[Data]
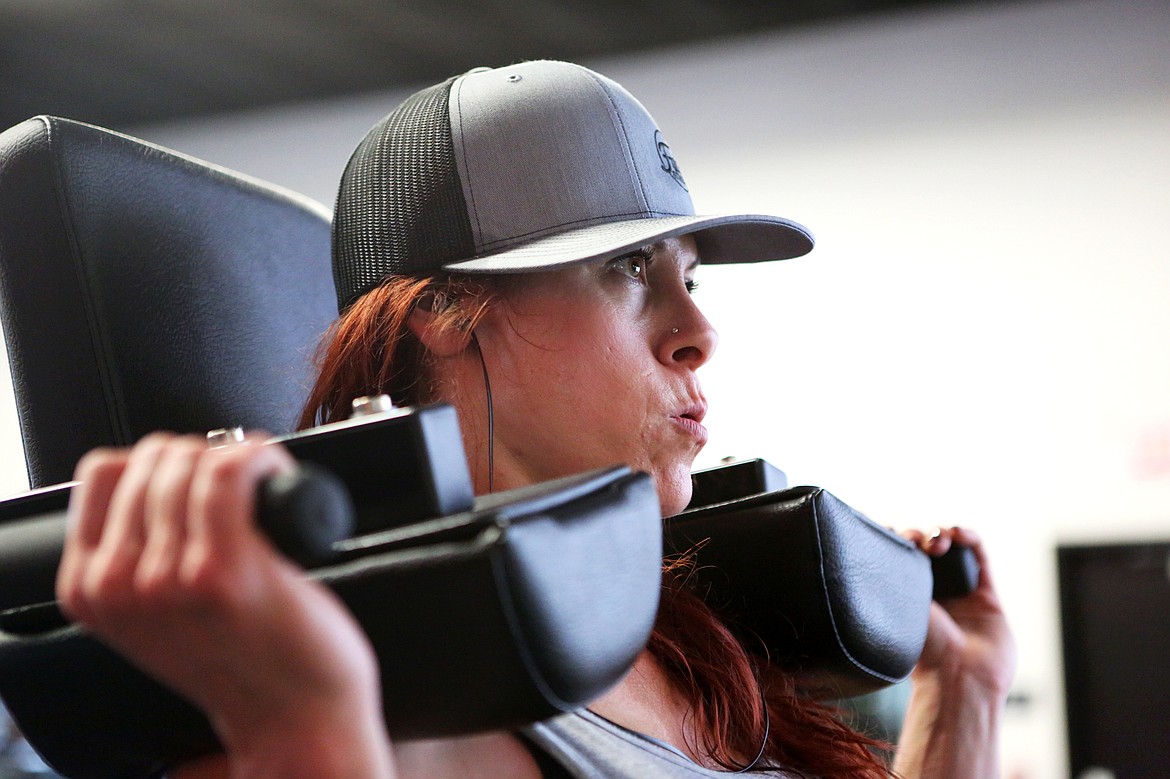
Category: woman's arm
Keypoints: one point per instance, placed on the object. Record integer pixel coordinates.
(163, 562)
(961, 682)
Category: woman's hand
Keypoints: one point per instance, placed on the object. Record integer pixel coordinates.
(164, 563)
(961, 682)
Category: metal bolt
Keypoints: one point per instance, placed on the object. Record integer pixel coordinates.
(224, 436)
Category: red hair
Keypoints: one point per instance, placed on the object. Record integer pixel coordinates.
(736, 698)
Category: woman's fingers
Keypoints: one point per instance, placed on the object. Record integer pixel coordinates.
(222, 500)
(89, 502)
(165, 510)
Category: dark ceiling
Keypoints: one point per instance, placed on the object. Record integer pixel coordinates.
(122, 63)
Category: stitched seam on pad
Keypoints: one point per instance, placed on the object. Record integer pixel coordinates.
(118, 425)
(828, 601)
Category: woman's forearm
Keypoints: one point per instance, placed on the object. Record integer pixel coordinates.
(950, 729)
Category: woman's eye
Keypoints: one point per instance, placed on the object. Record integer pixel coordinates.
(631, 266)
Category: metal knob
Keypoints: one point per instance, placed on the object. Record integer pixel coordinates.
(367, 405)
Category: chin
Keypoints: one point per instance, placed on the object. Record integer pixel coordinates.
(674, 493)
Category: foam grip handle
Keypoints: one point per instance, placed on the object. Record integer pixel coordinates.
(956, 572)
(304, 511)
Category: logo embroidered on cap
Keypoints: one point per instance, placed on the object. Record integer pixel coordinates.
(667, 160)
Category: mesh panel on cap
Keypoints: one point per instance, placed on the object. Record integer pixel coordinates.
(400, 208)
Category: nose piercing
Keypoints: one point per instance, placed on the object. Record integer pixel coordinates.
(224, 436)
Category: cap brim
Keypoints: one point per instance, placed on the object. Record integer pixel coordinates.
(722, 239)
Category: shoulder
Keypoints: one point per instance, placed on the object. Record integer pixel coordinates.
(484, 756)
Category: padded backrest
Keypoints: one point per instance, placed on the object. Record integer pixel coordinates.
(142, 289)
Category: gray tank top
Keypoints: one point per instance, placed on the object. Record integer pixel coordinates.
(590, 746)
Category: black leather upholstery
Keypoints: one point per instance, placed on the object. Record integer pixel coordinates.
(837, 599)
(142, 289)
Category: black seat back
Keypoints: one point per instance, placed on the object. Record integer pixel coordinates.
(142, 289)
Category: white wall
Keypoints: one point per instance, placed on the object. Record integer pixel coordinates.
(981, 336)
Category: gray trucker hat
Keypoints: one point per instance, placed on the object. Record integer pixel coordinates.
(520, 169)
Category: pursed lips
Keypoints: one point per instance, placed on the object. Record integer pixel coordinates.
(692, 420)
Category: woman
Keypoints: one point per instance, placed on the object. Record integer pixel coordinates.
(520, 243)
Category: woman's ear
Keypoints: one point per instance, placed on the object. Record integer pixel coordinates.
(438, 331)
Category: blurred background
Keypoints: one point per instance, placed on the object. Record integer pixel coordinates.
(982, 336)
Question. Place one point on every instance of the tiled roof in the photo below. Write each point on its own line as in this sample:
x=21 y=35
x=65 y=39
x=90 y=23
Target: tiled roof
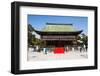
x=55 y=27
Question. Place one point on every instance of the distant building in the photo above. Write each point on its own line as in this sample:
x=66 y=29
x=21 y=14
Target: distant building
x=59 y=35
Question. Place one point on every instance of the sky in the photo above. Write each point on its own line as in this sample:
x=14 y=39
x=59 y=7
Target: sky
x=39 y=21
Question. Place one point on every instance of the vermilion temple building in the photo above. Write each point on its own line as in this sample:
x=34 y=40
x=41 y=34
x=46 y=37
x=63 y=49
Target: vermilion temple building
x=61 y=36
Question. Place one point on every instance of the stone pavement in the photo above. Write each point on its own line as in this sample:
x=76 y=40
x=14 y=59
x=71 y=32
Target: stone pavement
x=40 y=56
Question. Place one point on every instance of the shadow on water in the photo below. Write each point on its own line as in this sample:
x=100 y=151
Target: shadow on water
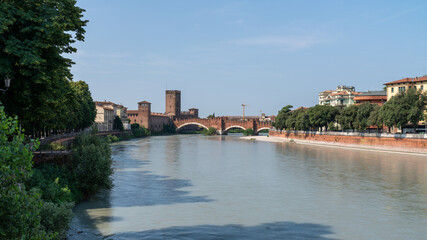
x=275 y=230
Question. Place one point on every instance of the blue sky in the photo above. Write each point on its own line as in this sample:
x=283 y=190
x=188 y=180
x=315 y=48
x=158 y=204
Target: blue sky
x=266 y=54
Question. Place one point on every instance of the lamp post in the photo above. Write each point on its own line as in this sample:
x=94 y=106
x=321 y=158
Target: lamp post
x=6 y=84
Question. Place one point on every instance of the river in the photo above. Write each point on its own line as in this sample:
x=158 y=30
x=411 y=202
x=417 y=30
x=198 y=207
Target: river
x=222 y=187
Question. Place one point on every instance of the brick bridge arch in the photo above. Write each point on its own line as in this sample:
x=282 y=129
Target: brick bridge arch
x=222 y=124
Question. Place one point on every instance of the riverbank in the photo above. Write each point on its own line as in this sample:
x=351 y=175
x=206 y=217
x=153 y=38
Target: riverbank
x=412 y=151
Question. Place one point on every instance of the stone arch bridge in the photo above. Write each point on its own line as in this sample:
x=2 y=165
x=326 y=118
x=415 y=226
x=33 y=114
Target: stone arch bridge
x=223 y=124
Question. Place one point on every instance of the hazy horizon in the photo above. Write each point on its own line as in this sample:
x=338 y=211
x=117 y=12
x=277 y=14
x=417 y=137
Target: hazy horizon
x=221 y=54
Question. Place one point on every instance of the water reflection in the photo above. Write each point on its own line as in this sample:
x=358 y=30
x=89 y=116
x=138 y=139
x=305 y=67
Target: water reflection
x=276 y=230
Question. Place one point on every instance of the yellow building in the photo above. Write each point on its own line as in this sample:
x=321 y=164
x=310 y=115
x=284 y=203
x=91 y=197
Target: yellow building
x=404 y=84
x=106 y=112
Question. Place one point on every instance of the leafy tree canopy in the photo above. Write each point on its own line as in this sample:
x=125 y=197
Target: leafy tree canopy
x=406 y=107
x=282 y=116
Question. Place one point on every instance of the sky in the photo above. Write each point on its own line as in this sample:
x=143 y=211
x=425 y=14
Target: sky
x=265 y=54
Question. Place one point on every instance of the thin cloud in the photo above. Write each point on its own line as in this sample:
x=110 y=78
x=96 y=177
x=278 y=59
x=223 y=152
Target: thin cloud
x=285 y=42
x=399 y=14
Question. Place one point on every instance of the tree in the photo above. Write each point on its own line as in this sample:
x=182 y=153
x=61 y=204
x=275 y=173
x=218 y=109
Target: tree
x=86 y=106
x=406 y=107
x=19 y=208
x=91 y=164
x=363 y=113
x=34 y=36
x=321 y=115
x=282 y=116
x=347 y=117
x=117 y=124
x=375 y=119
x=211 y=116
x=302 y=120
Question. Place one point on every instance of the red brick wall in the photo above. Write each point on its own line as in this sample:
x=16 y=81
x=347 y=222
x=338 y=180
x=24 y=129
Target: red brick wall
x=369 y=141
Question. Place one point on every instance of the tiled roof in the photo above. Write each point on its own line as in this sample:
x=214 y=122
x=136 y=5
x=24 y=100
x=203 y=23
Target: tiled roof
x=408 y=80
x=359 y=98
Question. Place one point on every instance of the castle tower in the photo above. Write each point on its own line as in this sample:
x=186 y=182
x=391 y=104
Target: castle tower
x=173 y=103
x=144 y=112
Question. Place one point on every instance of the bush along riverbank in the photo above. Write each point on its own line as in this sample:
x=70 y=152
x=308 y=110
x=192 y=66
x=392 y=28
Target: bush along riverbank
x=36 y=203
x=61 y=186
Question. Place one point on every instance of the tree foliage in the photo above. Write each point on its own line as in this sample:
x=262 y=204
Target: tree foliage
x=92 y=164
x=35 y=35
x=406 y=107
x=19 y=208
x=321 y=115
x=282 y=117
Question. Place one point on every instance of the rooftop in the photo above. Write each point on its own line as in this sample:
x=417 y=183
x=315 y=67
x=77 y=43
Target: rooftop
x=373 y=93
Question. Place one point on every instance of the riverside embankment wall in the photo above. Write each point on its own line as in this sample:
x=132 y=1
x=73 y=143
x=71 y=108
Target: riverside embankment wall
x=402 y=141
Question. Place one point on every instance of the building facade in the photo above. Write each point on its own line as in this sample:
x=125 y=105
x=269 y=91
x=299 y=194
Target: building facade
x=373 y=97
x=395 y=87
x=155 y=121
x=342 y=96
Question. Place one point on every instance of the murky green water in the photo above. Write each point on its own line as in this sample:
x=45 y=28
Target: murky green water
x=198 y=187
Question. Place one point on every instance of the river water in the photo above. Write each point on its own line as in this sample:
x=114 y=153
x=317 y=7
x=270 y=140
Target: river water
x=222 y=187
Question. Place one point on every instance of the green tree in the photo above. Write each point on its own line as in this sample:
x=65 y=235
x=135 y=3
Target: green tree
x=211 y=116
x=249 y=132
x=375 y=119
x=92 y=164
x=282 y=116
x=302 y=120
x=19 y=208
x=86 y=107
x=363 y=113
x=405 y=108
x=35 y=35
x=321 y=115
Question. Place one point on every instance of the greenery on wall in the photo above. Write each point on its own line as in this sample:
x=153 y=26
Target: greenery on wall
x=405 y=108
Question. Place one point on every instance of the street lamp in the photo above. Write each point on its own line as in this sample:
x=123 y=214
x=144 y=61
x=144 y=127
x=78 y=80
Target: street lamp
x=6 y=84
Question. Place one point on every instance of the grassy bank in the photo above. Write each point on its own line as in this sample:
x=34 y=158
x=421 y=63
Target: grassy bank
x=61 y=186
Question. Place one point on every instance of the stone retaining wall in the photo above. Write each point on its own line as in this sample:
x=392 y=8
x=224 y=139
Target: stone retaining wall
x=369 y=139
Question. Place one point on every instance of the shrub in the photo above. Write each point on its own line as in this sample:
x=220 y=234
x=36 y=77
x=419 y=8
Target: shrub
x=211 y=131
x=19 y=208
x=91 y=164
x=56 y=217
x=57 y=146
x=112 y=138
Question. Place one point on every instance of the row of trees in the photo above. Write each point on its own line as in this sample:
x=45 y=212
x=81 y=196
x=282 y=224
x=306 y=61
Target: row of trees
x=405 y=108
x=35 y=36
[/Data]
Work instruction:
The job is to copy each line from the material above that holds the word "below".

Reply:
Question. Place one point on every instance of the tiled roof in the photo below. Write each point on its own line as in this sample:
Question. Place one point on every instance of the shadow on water in the photo below. Write each point on its own line as in this sample:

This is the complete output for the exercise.